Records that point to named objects
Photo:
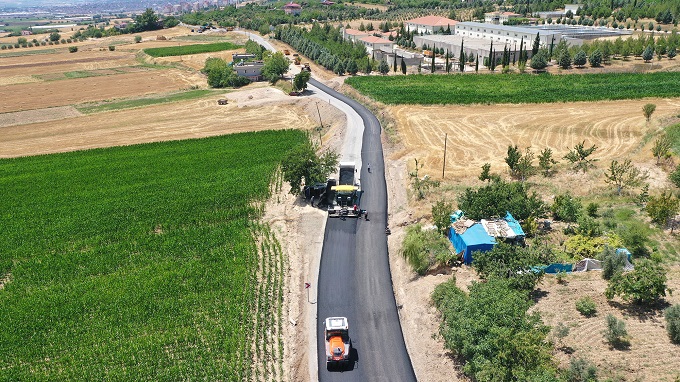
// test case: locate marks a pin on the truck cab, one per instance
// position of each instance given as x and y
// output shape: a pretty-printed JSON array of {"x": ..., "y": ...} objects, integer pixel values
[{"x": 338, "y": 345}]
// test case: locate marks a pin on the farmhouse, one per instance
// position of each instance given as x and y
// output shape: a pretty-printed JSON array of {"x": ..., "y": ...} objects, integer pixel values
[
  {"x": 250, "y": 70},
  {"x": 353, "y": 34},
  {"x": 377, "y": 43},
  {"x": 500, "y": 18},
  {"x": 430, "y": 24},
  {"x": 292, "y": 9},
  {"x": 507, "y": 35},
  {"x": 468, "y": 236}
]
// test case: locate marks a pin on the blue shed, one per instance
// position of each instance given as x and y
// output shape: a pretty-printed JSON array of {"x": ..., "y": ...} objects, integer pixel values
[{"x": 473, "y": 239}]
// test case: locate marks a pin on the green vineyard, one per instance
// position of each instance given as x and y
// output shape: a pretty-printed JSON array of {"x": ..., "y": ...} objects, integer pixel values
[
  {"x": 515, "y": 88},
  {"x": 144, "y": 262}
]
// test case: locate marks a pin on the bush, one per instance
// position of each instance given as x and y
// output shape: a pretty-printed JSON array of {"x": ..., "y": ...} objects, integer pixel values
[
  {"x": 646, "y": 284},
  {"x": 612, "y": 262},
  {"x": 586, "y": 306},
  {"x": 672, "y": 316},
  {"x": 616, "y": 334},
  {"x": 425, "y": 249},
  {"x": 581, "y": 370}
]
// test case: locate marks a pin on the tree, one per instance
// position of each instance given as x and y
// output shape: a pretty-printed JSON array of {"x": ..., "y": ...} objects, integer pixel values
[
  {"x": 302, "y": 165},
  {"x": 383, "y": 68},
  {"x": 352, "y": 67},
  {"x": 441, "y": 215},
  {"x": 646, "y": 284},
  {"x": 595, "y": 58},
  {"x": 421, "y": 185},
  {"x": 499, "y": 197},
  {"x": 539, "y": 61},
  {"x": 275, "y": 66},
  {"x": 648, "y": 110},
  {"x": 623, "y": 175},
  {"x": 566, "y": 208},
  {"x": 300, "y": 80},
  {"x": 662, "y": 208},
  {"x": 662, "y": 149},
  {"x": 648, "y": 54},
  {"x": 580, "y": 59},
  {"x": 546, "y": 162},
  {"x": 147, "y": 21},
  {"x": 512, "y": 159},
  {"x": 616, "y": 333},
  {"x": 579, "y": 157},
  {"x": 537, "y": 45},
  {"x": 425, "y": 249},
  {"x": 612, "y": 262}
]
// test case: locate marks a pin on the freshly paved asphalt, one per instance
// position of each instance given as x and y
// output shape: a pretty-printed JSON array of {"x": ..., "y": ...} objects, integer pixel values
[{"x": 354, "y": 276}]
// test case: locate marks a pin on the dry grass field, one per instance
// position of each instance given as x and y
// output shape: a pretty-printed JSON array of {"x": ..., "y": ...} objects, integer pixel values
[{"x": 481, "y": 133}]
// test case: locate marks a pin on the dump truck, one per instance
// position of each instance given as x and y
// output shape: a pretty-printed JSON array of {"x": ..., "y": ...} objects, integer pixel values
[
  {"x": 344, "y": 195},
  {"x": 338, "y": 344}
]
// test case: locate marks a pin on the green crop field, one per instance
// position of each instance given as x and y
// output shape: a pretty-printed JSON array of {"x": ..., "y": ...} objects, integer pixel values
[
  {"x": 143, "y": 262},
  {"x": 190, "y": 49},
  {"x": 515, "y": 88}
]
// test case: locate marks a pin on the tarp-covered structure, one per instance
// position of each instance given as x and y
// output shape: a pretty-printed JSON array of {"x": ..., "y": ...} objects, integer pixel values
[{"x": 468, "y": 236}]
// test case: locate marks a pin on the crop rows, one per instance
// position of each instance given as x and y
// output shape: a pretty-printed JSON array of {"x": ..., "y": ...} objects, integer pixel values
[
  {"x": 485, "y": 89},
  {"x": 190, "y": 49},
  {"x": 142, "y": 262}
]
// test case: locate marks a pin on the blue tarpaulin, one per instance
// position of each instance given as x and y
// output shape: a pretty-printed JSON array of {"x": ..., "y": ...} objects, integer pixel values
[{"x": 473, "y": 239}]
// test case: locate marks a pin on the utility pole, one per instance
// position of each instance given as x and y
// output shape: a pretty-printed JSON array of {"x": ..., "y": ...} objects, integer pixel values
[
  {"x": 446, "y": 136},
  {"x": 320, "y": 122}
]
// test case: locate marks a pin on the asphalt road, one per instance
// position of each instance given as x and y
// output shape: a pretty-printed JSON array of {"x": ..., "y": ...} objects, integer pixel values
[{"x": 354, "y": 276}]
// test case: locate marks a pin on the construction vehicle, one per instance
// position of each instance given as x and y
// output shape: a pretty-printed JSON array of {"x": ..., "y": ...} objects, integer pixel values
[
  {"x": 338, "y": 344},
  {"x": 345, "y": 196}
]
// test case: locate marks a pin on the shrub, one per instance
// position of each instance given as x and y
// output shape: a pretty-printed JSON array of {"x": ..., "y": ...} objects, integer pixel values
[
  {"x": 616, "y": 334},
  {"x": 672, "y": 316},
  {"x": 586, "y": 306},
  {"x": 425, "y": 249},
  {"x": 612, "y": 262},
  {"x": 645, "y": 284},
  {"x": 581, "y": 370}
]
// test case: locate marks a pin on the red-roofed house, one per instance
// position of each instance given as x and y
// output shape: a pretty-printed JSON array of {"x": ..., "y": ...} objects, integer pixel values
[
  {"x": 353, "y": 34},
  {"x": 292, "y": 9},
  {"x": 430, "y": 24},
  {"x": 500, "y": 18},
  {"x": 377, "y": 43}
]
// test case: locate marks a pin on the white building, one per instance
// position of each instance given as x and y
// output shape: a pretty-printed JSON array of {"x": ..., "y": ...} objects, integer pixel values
[
  {"x": 353, "y": 34},
  {"x": 430, "y": 24},
  {"x": 500, "y": 18},
  {"x": 376, "y": 43},
  {"x": 506, "y": 34}
]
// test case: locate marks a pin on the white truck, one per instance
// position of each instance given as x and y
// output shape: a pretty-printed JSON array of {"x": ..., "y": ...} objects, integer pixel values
[{"x": 338, "y": 344}]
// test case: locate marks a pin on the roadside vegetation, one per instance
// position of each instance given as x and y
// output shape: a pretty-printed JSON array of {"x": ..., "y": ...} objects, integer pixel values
[
  {"x": 471, "y": 89},
  {"x": 144, "y": 262},
  {"x": 191, "y": 49}
]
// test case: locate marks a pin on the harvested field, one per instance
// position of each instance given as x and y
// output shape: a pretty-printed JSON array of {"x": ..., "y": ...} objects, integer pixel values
[
  {"x": 481, "y": 134},
  {"x": 246, "y": 111},
  {"x": 73, "y": 91}
]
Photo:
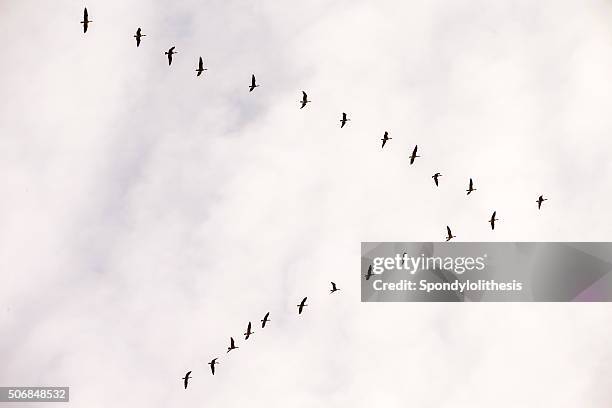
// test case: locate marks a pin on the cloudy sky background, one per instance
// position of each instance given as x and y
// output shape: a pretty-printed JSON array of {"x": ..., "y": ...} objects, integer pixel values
[{"x": 146, "y": 215}]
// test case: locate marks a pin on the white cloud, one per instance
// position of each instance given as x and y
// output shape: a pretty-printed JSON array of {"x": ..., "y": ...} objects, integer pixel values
[{"x": 147, "y": 214}]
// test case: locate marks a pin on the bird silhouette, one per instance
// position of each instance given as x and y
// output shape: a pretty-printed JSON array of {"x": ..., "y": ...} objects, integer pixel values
[
  {"x": 414, "y": 155},
  {"x": 253, "y": 84},
  {"x": 493, "y": 219},
  {"x": 138, "y": 36},
  {"x": 304, "y": 100},
  {"x": 86, "y": 20},
  {"x": 471, "y": 187},
  {"x": 385, "y": 138},
  {"x": 435, "y": 177},
  {"x": 201, "y": 67},
  {"x": 170, "y": 53},
  {"x": 186, "y": 379},
  {"x": 450, "y": 234},
  {"x": 540, "y": 200},
  {"x": 344, "y": 120},
  {"x": 369, "y": 274},
  {"x": 265, "y": 320},
  {"x": 334, "y": 288},
  {"x": 212, "y": 365},
  {"x": 232, "y": 345},
  {"x": 302, "y": 305},
  {"x": 248, "y": 333}
]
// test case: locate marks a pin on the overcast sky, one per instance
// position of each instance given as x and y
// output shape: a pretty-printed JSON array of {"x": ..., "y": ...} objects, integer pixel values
[{"x": 146, "y": 215}]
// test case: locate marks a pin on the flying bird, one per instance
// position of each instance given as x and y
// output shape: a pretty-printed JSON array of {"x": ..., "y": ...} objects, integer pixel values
[
  {"x": 138, "y": 36},
  {"x": 369, "y": 274},
  {"x": 414, "y": 155},
  {"x": 302, "y": 305},
  {"x": 344, "y": 120},
  {"x": 212, "y": 365},
  {"x": 541, "y": 199},
  {"x": 186, "y": 379},
  {"x": 170, "y": 53},
  {"x": 385, "y": 138},
  {"x": 248, "y": 332},
  {"x": 232, "y": 345},
  {"x": 435, "y": 177},
  {"x": 253, "y": 84},
  {"x": 201, "y": 67},
  {"x": 265, "y": 320},
  {"x": 86, "y": 20},
  {"x": 493, "y": 219},
  {"x": 450, "y": 234},
  {"x": 334, "y": 288},
  {"x": 304, "y": 100},
  {"x": 471, "y": 187}
]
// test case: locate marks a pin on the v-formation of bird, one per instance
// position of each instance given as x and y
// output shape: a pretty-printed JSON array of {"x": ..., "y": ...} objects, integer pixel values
[
  {"x": 249, "y": 332},
  {"x": 343, "y": 121}
]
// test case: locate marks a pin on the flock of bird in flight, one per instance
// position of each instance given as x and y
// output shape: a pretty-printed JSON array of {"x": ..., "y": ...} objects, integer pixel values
[
  {"x": 248, "y": 333},
  {"x": 343, "y": 121},
  {"x": 303, "y": 102}
]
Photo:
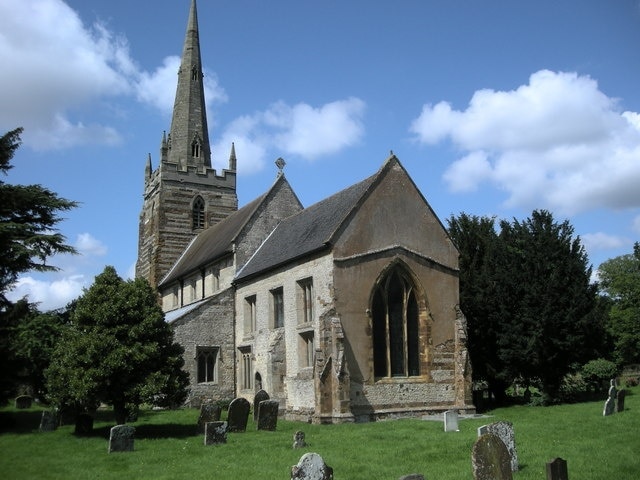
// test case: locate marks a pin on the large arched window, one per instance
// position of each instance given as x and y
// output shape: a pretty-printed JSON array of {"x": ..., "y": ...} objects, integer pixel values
[
  {"x": 395, "y": 316},
  {"x": 198, "y": 213}
]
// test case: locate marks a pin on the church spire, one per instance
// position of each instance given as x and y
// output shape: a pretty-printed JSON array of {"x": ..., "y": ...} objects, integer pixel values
[{"x": 188, "y": 142}]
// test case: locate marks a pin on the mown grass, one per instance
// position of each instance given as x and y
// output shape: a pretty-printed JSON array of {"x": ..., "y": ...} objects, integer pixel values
[{"x": 167, "y": 447}]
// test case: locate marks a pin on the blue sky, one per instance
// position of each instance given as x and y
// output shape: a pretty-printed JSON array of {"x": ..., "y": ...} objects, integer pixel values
[{"x": 494, "y": 107}]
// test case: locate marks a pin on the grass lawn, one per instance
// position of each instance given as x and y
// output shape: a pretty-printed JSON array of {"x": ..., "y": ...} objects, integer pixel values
[{"x": 167, "y": 447}]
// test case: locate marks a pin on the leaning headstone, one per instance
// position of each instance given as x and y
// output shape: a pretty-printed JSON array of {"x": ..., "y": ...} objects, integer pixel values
[
  {"x": 311, "y": 467},
  {"x": 49, "y": 421},
  {"x": 259, "y": 397},
  {"x": 298, "y": 440},
  {"x": 238, "y": 414},
  {"x": 557, "y": 469},
  {"x": 451, "y": 421},
  {"x": 208, "y": 413},
  {"x": 121, "y": 438},
  {"x": 504, "y": 431},
  {"x": 24, "y": 401},
  {"x": 620, "y": 400},
  {"x": 268, "y": 415},
  {"x": 610, "y": 403},
  {"x": 84, "y": 424},
  {"x": 490, "y": 459},
  {"x": 215, "y": 433}
]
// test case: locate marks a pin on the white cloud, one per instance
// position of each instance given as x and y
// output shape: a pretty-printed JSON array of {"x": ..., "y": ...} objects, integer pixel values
[
  {"x": 57, "y": 65},
  {"x": 88, "y": 245},
  {"x": 557, "y": 143},
  {"x": 300, "y": 130},
  {"x": 602, "y": 241},
  {"x": 158, "y": 88},
  {"x": 61, "y": 68},
  {"x": 50, "y": 295}
]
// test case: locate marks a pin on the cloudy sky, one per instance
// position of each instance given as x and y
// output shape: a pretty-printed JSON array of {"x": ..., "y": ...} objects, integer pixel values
[{"x": 495, "y": 108}]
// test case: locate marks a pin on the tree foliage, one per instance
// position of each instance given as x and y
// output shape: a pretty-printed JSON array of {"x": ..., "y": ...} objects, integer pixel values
[
  {"x": 531, "y": 310},
  {"x": 620, "y": 281},
  {"x": 28, "y": 217},
  {"x": 117, "y": 350}
]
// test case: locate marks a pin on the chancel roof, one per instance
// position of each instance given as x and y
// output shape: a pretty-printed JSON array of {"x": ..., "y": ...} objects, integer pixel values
[
  {"x": 308, "y": 231},
  {"x": 212, "y": 243}
]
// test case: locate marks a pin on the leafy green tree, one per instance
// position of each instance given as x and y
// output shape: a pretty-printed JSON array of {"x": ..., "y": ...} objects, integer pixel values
[
  {"x": 117, "y": 350},
  {"x": 29, "y": 215},
  {"x": 620, "y": 282},
  {"x": 476, "y": 239},
  {"x": 532, "y": 313},
  {"x": 34, "y": 337},
  {"x": 547, "y": 300}
]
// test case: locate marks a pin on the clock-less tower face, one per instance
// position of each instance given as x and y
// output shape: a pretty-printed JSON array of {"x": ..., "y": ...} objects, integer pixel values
[{"x": 184, "y": 194}]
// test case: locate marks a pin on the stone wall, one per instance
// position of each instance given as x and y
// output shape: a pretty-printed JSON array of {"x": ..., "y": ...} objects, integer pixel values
[{"x": 210, "y": 325}]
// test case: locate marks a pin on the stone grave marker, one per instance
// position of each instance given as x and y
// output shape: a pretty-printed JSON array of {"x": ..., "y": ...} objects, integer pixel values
[
  {"x": 67, "y": 415},
  {"x": 311, "y": 467},
  {"x": 208, "y": 413},
  {"x": 49, "y": 421},
  {"x": 24, "y": 401},
  {"x": 504, "y": 431},
  {"x": 490, "y": 459},
  {"x": 557, "y": 469},
  {"x": 215, "y": 433},
  {"x": 451, "y": 421},
  {"x": 268, "y": 415},
  {"x": 620, "y": 400},
  {"x": 238, "y": 414},
  {"x": 610, "y": 403},
  {"x": 259, "y": 397},
  {"x": 121, "y": 438},
  {"x": 84, "y": 424},
  {"x": 298, "y": 440}
]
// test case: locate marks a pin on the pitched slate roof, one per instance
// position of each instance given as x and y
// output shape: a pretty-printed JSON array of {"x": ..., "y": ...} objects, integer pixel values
[
  {"x": 308, "y": 231},
  {"x": 212, "y": 243}
]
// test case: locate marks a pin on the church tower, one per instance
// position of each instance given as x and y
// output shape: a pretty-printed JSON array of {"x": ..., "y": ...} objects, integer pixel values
[{"x": 184, "y": 195}]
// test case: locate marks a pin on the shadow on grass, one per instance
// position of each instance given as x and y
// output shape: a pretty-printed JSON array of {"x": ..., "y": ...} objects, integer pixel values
[
  {"x": 26, "y": 421},
  {"x": 167, "y": 430}
]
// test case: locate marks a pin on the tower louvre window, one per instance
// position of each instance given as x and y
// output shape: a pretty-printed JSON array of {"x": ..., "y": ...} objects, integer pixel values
[{"x": 198, "y": 213}]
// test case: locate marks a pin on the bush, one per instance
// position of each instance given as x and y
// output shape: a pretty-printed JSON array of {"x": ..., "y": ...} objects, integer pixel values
[{"x": 598, "y": 373}]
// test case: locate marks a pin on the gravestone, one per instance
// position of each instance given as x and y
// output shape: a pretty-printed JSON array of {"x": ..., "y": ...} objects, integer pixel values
[
  {"x": 298, "y": 440},
  {"x": 24, "y": 401},
  {"x": 504, "y": 431},
  {"x": 238, "y": 414},
  {"x": 49, "y": 421},
  {"x": 268, "y": 415},
  {"x": 557, "y": 469},
  {"x": 620, "y": 400},
  {"x": 610, "y": 403},
  {"x": 259, "y": 397},
  {"x": 490, "y": 459},
  {"x": 133, "y": 413},
  {"x": 121, "y": 438},
  {"x": 208, "y": 413},
  {"x": 67, "y": 415},
  {"x": 215, "y": 433},
  {"x": 451, "y": 421},
  {"x": 311, "y": 467},
  {"x": 84, "y": 424}
]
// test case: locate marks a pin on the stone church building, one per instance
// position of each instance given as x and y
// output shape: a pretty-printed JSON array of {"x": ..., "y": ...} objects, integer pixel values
[{"x": 346, "y": 310}]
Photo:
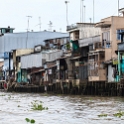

- **REQUIRED TASK**:
Collect every line of the items above that contains the string "tower", copying each one out in full; case counts.

- **REPLY TO THE TASK**:
// test case: locate marks a pin on the clock-less tower face, one per instance
// test case: locate marks a pin on the church tower, one per instance
// test case: locate marks a pin on the tower louvre window, one per instance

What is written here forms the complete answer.